### Work order
From the first line to the last, retype the records exactly and skip the pictures.
━━━━━━━━━━━━━━━━━━━━━━━━━━━━━━
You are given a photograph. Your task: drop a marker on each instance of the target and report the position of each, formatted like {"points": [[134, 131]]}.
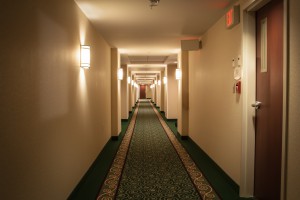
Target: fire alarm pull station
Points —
{"points": [[238, 87]]}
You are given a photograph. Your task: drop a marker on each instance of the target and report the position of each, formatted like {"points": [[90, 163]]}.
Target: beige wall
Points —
{"points": [[124, 94], [293, 159], [55, 116], [148, 92], [214, 110], [183, 94], [115, 93]]}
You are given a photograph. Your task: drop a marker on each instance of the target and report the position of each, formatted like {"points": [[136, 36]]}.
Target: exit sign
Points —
{"points": [[232, 17]]}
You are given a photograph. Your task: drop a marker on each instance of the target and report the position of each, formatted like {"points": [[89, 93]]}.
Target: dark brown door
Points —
{"points": [[142, 92], [269, 91]]}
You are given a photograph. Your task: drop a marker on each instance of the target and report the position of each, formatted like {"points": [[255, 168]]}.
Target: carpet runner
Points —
{"points": [[152, 164]]}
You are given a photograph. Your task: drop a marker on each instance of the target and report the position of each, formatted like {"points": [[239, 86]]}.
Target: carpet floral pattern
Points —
{"points": [[156, 165]]}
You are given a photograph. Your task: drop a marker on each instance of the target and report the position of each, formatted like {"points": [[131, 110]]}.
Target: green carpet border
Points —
{"points": [[90, 184], [224, 185]]}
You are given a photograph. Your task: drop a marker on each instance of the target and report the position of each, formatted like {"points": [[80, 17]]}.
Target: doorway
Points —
{"points": [[269, 101]]}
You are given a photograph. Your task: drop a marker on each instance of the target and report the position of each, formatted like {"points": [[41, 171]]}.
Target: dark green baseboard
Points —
{"points": [[224, 185], [184, 137], [90, 183]]}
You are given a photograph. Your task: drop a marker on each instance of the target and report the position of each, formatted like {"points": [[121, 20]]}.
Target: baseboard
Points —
{"points": [[224, 175]]}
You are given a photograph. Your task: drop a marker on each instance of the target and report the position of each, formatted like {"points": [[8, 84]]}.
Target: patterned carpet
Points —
{"points": [[151, 164]]}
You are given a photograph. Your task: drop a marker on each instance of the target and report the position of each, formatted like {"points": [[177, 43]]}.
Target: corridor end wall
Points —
{"points": [[55, 116]]}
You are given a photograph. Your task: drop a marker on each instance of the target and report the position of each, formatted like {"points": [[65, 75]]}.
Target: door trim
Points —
{"points": [[249, 96]]}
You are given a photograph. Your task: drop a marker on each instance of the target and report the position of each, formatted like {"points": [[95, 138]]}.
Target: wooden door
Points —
{"points": [[142, 92], [269, 91]]}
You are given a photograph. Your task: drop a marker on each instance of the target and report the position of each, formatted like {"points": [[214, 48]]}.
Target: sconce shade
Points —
{"points": [[85, 59], [178, 74], [165, 80], [120, 74]]}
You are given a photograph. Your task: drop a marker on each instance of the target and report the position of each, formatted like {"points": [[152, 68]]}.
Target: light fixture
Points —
{"points": [[178, 74], [128, 80], [85, 59], [165, 80], [120, 74], [153, 3]]}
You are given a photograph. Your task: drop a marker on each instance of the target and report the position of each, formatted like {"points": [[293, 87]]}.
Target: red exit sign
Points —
{"points": [[232, 17]]}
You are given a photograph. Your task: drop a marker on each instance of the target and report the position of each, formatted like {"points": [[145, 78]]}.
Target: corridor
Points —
{"points": [[218, 79]]}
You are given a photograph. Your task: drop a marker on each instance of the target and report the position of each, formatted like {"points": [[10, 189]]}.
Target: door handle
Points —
{"points": [[256, 105]]}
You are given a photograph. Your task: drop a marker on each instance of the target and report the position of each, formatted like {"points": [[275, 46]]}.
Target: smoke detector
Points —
{"points": [[153, 3]]}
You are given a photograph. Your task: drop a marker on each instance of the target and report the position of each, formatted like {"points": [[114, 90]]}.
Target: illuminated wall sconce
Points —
{"points": [[165, 80], [128, 80], [120, 74], [178, 74], [85, 56]]}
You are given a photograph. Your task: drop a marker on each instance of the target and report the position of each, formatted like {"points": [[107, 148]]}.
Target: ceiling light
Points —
{"points": [[85, 52]]}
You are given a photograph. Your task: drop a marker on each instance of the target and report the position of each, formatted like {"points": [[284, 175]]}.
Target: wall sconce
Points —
{"points": [[85, 58], [165, 80], [128, 80], [120, 74], [178, 74]]}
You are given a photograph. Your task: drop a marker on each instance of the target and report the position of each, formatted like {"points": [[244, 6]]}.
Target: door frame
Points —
{"points": [[248, 19]]}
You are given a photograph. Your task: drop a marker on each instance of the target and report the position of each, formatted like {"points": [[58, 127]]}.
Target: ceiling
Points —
{"points": [[152, 36]]}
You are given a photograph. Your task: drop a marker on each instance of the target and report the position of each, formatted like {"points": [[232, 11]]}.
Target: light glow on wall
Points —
{"points": [[85, 58], [120, 74], [165, 80], [128, 80]]}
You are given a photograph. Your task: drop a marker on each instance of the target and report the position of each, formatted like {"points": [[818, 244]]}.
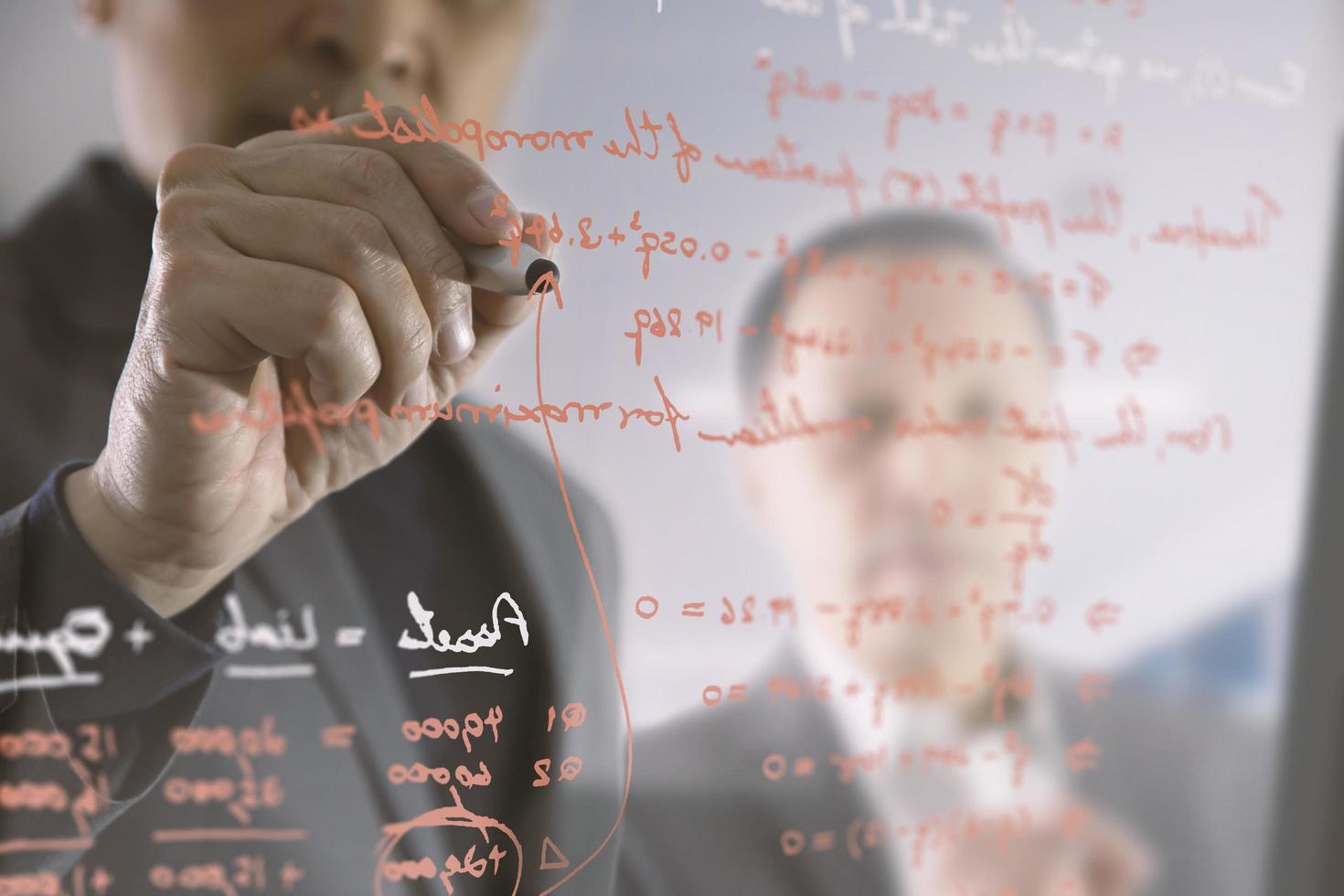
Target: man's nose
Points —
{"points": [[371, 45], [909, 473]]}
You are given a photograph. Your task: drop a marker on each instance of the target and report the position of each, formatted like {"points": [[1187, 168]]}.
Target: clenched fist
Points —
{"points": [[300, 260]]}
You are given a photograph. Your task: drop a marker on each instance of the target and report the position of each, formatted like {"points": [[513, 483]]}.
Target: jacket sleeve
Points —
{"points": [[91, 684]]}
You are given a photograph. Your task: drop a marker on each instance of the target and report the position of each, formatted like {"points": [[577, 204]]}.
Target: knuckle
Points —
{"points": [[365, 237], [188, 164], [183, 208], [371, 171], [445, 263]]}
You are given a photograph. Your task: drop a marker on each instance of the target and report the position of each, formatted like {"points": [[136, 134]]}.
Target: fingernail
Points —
{"points": [[480, 202], [456, 338]]}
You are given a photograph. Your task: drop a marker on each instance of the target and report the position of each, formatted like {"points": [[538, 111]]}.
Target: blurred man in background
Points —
{"points": [[902, 741], [219, 258]]}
━━━━━━━━━━━━━━━━━━━━━━━━━━━━━━
### Solution
You are given a photograph. Your task: drop a marker on each instance of the target and report the position of each, formatted like {"points": [[134, 131]]}.
Target: fire alarm pull station
Points —
{"points": [[238, 87]]}
You are given a photograph. Your task: drop a marker on each instance of the target and report the position of each, formatted like {"points": [[90, 163]]}.
Target: beige wall
Points —
{"points": [[124, 94], [293, 159], [55, 116], [148, 92], [214, 110], [183, 94], [115, 93]]}
You are given a photograph. Your task: drop a marker on each instance of the target and report the position of each, formatted like {"points": [[136, 36]]}.
Target: exit sign
Points —
{"points": [[232, 17]]}
You are given a photograph. Your task: drop a marker on each instance of the target and report the position of each, formatted like {"points": [[89, 93]]}.
Target: dark brown door
Points —
{"points": [[142, 92], [269, 91]]}
You are given a photograph. Your task: drop a marker on each instance of the target and report the position of each, formatted like {"points": [[255, 168]]}.
Target: carpet runner
Points —
{"points": [[152, 164]]}
You are given a photograph. Your task: drop a marker on each instance of the target and report the position of each, formatted like {"points": [[239, 86]]}.
Target: carpet floral pattern
Points —
{"points": [[156, 165]]}
You are given a photograph. Your task: drop a marker on each instance of the target and report the position of each, formatted like {"points": [[131, 110]]}.
Target: green carpet border
Points —
{"points": [[90, 184], [224, 185]]}
You are given a photograph. Your task: drop a marker on each instance of the target and report the position of each, formatted like {"points": [[80, 17]]}.
Target: doorway
Points —
{"points": [[269, 101]]}
You are given a photograph. Your task: drop a marker on each instance of the target and report the position of each, formatted like {"points": [[41, 171]]}.
Target: dark green baseboard
Points —
{"points": [[224, 185], [184, 137], [90, 183]]}
You are given a photograph. Your task: drop a marker on each instance of the target and report the position of each, formatted like {"points": [[121, 20]]}.
Target: baseboard
Points —
{"points": [[224, 175]]}
You are given a photograph. Your task: drop a marker on each instance of the target and report the position of each, formatted like {"points": [[8, 84]]}.
Target: patterned carpet
Points —
{"points": [[151, 164]]}
You are given a photograph. Your task: drop a marker on each instance of the target and report the position of each, formatted like {"points": [[177, 43]]}.
Target: corridor end wall
Points —
{"points": [[55, 116]]}
You are given a photograph. Your task: drop a marker on each instance of the target and report the position of each, formatted like {"points": [[65, 75]]}.
Target: door trim
Points —
{"points": [[249, 96]]}
You are given a photograph. Your task: drop a marker on each instance of the target and report the position of each, formatted like {"points": [[95, 138]]}.
Target: wooden door
Points —
{"points": [[142, 92], [269, 91]]}
You are given a photograph. Your task: drop a marker on each instance of the target and report the position of each, formatted like {"points": [[214, 48]]}.
Target: sconce shade
Points —
{"points": [[85, 59], [178, 74], [165, 80], [120, 74]]}
You are given a photograph. Your task: drop a marker on each instance of the target and report the position of each, formatted like {"points": [[152, 68]]}.
Target: light fixture
Points —
{"points": [[178, 74], [128, 80], [85, 59], [165, 80], [120, 74], [153, 3]]}
You are given a photograph. Your task: drop a marker on each instance of the target and report the position of each, formatted like {"points": [[293, 87]]}.
Target: red exit sign
Points —
{"points": [[232, 17]]}
You are given a photograph. Your task: drop a marker on each instance of the target and report the position of each, formatted like {"points": [[145, 78]]}.
Target: corridor
Points —
{"points": [[218, 79]]}
You are given a photograph. Your task: drop a marker on each instance of the target and report the position of each, formatted like {"points": [[10, 189]]}.
Target: door handle
Points —
{"points": [[256, 105]]}
You are given a photograph. Your task: drop a marker on each instance of the target and report the position of each, formatted like {"points": [[275, 46]]}.
Target: smoke detector
Points —
{"points": [[153, 3]]}
You are given a photograph. Your task: drop a marker on each instance of the target and report the position of each, formatted like {"points": [[114, 90]]}.
Target: illuminated wall sconce
Points —
{"points": [[165, 80], [128, 80], [120, 74], [178, 74], [85, 56]]}
You are given a photograph. Your task: drop a marker on each instance of the target and report the position of each, formatted like {"points": [[107, 148]]}.
Target: ceiling light
Points —
{"points": [[85, 52]]}
You are given a photograph. Your task: drop a marker on each instance of the target and report the position of each, formatted like {"points": [[284, 175]]}.
Target: wall sconce
Points —
{"points": [[85, 58], [165, 80], [128, 80], [120, 74], [178, 74]]}
You are given a photograph. Your task: drop a marker on each instance of the target and report the position of each, formatted like {"points": [[244, 6]]}.
Target: door frame
Points —
{"points": [[248, 19]]}
You are given a photograph. Your task: drop a marker on each instance of the target and report the position of each, formatted like {"points": [[58, 127]]}.
Target: ceiling
Points —
{"points": [[152, 36]]}
You are given a photograph. Your task: drop a marker on each instance of the target and report the position of each, formatted like {"points": [[232, 11]]}.
Target: light glow on wall
Points —
{"points": [[85, 58], [120, 74], [165, 80], [128, 80]]}
You are given a photograph. Your task: drop a marker on each instance of the target and report the position of each, formatted like {"points": [[818, 244]]}.
Target: man's nose
Points —
{"points": [[371, 45], [909, 473]]}
You are given a photograph. Your task: drop a marker on each instance of the target and report the position of each, formatted like {"points": [[1187, 168]]}.
Target: clenched fist
Points —
{"points": [[300, 260]]}
You are given a photograph. Your task: drop a marker on each instance of the target and report the position of each, formatted like {"points": [[513, 483]]}.
Target: jacket sleeve
Points —
{"points": [[91, 684]]}
You are given a photograph. Your task: drop a marker on each instance of the target and report the position of each, formatted like {"points": [[577, 204]]}.
Target: knuckle
Points —
{"points": [[365, 237], [188, 164], [183, 208], [371, 171], [445, 263]]}
You are given a photograph. Your task: drop a marker on each instance of the target and report the position of each, formatted like {"points": [[136, 134]]}.
Target: fingernail
Points —
{"points": [[480, 202], [456, 338]]}
You are given a photograph. Your task: drop a marker on each instance of the target and report the position of each, formatted like {"points": [[538, 111]]}.
Target: blurred man in background
Points —
{"points": [[902, 741], [219, 258]]}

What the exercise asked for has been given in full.